▸ **What you are asked to do**: Your task is to copy each line of the listing that contains the word "mirror".

▸ **Available records**:
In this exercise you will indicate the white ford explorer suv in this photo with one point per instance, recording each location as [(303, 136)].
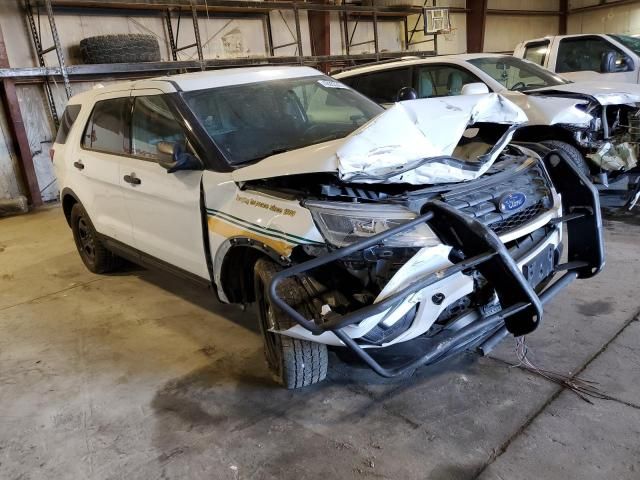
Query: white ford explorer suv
[(597, 125), (417, 230)]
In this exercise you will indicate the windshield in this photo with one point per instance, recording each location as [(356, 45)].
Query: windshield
[(516, 74), (632, 43), (250, 122)]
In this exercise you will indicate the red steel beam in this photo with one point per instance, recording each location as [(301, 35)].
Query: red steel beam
[(476, 23), (601, 6), (18, 132)]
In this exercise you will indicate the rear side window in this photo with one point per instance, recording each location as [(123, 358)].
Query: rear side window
[(585, 54), (383, 87), (349, 81), (153, 124), (108, 128), (537, 52), (68, 117)]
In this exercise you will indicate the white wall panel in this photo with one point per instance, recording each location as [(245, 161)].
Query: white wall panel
[(503, 33), (547, 5), (621, 19)]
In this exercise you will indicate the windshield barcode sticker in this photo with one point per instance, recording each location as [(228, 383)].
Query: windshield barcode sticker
[(331, 84)]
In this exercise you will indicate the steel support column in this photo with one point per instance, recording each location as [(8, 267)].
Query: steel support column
[(18, 132), (476, 23), (564, 16), (320, 35)]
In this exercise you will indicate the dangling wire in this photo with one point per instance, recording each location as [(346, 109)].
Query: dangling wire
[(585, 389)]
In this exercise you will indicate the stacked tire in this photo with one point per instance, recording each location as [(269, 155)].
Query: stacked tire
[(130, 48)]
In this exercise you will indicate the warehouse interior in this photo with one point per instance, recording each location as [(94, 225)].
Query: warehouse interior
[(142, 374)]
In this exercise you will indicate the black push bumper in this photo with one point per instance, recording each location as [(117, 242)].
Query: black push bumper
[(522, 307)]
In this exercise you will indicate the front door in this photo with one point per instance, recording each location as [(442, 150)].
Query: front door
[(95, 171), (164, 207)]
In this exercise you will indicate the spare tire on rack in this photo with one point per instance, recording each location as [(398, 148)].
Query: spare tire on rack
[(127, 48)]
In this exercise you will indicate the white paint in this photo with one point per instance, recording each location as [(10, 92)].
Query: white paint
[(400, 139)]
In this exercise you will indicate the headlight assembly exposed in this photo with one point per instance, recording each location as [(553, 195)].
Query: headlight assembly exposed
[(343, 223)]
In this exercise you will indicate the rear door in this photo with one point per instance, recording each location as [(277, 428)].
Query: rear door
[(164, 207), (94, 167)]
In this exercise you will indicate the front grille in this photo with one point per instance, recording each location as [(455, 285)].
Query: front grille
[(520, 218), (482, 201)]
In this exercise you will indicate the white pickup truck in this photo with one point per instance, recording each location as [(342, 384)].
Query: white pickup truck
[(588, 57)]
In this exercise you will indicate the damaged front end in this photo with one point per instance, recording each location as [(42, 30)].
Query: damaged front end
[(432, 254), (607, 131)]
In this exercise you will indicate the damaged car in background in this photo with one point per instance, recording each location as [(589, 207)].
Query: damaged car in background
[(403, 235), (597, 125)]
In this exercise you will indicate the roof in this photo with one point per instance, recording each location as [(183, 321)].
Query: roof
[(237, 76), (207, 79), (414, 61)]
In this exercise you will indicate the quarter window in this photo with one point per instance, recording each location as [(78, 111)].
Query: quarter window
[(586, 54), (383, 87), (154, 126), (68, 117), (537, 52), (108, 128)]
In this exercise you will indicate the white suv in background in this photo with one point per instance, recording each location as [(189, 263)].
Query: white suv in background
[(349, 226)]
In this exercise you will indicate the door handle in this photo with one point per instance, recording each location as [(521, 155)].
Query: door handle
[(132, 179)]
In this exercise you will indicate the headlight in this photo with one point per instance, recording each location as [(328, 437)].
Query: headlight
[(344, 223)]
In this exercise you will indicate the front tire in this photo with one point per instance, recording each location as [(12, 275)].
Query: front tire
[(294, 363), (572, 153), (92, 252)]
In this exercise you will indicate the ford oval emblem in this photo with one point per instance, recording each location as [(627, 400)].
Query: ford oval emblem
[(510, 202)]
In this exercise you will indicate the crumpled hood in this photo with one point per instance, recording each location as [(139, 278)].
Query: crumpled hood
[(411, 142), (605, 93), (552, 110)]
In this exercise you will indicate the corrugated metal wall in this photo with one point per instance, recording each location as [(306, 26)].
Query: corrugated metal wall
[(225, 38)]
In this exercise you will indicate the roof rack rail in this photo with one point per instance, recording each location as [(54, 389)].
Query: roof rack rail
[(381, 62)]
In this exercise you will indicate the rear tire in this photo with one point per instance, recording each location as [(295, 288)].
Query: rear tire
[(92, 252), (294, 363), (572, 153)]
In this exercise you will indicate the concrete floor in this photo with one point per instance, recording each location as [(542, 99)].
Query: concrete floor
[(138, 376)]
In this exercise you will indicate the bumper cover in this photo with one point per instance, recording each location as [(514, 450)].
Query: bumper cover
[(522, 307)]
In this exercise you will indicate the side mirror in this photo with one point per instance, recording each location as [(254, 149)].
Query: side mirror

▸ **Output of the exercise**:
In this exercise you will indicate the side mirror in this photo with one point per instance, recording each location as [(254, 149)].
Query: side mirror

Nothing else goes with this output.